CONSIGNE 1: D'après l'extrait sur l'innovation frugale, comment Navi Radjou traduit-il le mot jugaad dans son interview à Libération ?

EXTRAIT À LIRE:
· · · · ·

Article mis à jour en janvier 2023.

 

Navi Radjou est un théoricien, conférencier et conseiller issu du terreau de la Silicon Valley. Jaideep Prabhu est professeur de marketing et de management à la Cambridge Judge Business School. Leur ouvrage L'innovation frugale est devenu un classique, revisitant leur livre précédent (L'innovation jugaad) coécrit avec Simone Ahuja, experte en marketing et stratégie positionnée en particulier sur les marchés émergents.

Jugaad = frugal ?

Dans une interview accordée au journal Libération en 2014, Navi Radjou expliquait à la journaliste Amandine Caihol que jugaad signifie « faire mieux avec moins ». On pourrait confondre la signification de ce terme hindi avec celle du mot français frugalité. il y a pourtant une nuance : avoir l’esprit jugaad signifie faire preuve de débrouillardise et d’adaptabilité face aux contraintes rencontrées, être frugal voulant dire trouver des solutions simples et efficaces. La frugalité créatrice de valeur est la conséquence de la stimulation engendrée par un réseau de contraintes qui force le sujet, débrouillard, à transformer ses problèmes en opportunités. Et cela ne concerne pas seulement des innovation modestes, continues, mais autorise des percées, de véritables innovations en rupture.

· · · · ·

DONNÉES DE TRAVAIL:
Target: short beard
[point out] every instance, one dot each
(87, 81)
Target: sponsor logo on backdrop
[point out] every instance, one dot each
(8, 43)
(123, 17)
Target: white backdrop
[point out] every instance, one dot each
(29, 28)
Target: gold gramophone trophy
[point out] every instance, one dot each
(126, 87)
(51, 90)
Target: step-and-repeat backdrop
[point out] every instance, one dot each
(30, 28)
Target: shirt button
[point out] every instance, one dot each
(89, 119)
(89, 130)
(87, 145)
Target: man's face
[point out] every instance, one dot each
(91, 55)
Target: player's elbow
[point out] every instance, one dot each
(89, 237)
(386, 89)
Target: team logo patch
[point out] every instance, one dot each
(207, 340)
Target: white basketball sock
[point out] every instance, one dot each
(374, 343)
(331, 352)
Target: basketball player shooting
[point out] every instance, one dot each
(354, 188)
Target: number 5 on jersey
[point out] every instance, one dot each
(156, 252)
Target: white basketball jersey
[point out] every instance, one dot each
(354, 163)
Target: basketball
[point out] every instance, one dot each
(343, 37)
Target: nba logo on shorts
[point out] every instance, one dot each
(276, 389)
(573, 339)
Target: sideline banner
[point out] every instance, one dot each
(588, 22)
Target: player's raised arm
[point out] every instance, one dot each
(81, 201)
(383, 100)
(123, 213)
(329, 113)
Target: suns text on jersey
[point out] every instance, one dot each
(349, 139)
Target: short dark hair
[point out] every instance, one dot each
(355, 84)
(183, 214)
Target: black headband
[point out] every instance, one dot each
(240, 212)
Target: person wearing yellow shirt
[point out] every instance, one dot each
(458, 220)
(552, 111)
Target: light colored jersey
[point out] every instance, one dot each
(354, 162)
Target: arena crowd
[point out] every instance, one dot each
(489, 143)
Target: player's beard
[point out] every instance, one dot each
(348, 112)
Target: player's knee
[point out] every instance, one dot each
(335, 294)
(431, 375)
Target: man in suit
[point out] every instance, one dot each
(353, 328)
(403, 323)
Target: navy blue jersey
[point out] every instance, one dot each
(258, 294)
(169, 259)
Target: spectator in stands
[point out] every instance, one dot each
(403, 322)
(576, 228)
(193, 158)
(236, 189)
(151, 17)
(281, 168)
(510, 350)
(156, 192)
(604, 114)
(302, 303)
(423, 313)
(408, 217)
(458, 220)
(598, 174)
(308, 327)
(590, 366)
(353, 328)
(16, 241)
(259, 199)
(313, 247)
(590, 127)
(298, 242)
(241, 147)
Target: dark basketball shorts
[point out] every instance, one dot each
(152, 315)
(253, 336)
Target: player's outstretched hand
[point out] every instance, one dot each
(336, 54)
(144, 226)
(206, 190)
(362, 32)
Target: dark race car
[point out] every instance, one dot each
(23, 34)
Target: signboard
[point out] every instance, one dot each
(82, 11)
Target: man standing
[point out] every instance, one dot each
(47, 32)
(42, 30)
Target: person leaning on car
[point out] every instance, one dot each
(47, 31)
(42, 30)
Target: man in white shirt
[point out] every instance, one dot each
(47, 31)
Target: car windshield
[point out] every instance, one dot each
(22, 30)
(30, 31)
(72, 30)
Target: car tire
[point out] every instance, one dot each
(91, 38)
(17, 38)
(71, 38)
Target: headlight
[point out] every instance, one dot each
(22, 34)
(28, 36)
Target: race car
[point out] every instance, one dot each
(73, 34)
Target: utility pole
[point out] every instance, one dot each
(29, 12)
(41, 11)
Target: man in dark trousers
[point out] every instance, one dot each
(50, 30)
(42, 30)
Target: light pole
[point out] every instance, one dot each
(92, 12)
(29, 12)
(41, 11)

· · · · ·

CONSIGNE 2: Recopiez sans rien changer les entrées, depuis la ligne contenant « Target: light pole » jusqu'à la fin des entrées, ces deux limites comprises.

RÉPONSE COMPLÈTE 1: Il le traduit par « faire mieux avec moins ».

RÉPONSE COMPLÈTE 2:
Target: light pole
[point out] every instance, one dot each
(92, 12)
(29, 12)
(41, 11)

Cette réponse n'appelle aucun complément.